**Excerpt to read:**

Amelie Hanna, Flinders University of South Australia

Dr Amelie Hanna (PhD) has 25 Years of Academic & Professional Experience in Public & Business Administration and Information & Education Technology. Amelie Hanna has received a number of awards during her professional & academic lives. Amelie is Egyptian by birth and Australian by citizenship and speaks Arabic & English. Amelie Hanna has Postgraduate Qualifications in Public & Business Administration and Information & Education Technology from Egypt, USA and Australia. Amelie Hanna has taught different subjects in different fields: Information Technology, Education Technology, Management & Administration, Migration & Multiculturalism. Amelie Hanna has the experience of working in Professional & Academic Organisations in Australia and Egypt including Researcher, University Tutor, Website Developer and e-Learning Designer. Currently, Amelie Hanna is interested to teach Arabic migrants to Australia to establish their own e-businesses.

Lindsey Conner, Flinders University of South Australia

Prof Lindsey Conner is an internationally renowned education expert who is known for her research on innovation in Education and teaching. Her commitment to social justice and prioritisation of specific actions (in a creative frame of "what else can we do to make a difference?") underpins her philosophy and leadership to empower people to stretch their potential for social mobility. She strongly believes that it is through education that people can achieve great things and have greater life chances.

Lindsey was previously the Deputy Pro Vice-Chancellor (Education), Associate Dean Postgraduate Research and Dean (Education) at the University of Canterbury in New Zealand.

**Material provided:**
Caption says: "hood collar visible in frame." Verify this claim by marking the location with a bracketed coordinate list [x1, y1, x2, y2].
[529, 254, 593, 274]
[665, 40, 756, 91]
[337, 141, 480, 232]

**Task brief:**
Say whether each statement agrees with the two faculty profiles above. Answer yes or no and quote the exact deciding words.
1. Amelie Hanna speaks Arabic and English.
2. Lindsey Conner was previously Dean (Education) at a university in Australia.
3. Amelie Hanna has 25 years of academic and professional experience.

**Written response:**
1. Yes: "speaks Arabic & English"
2. No: "Dean (Education) at the University of Canterbury in New Zealand"
3. Yes: "has 25 Years of Academic & Professional Experience"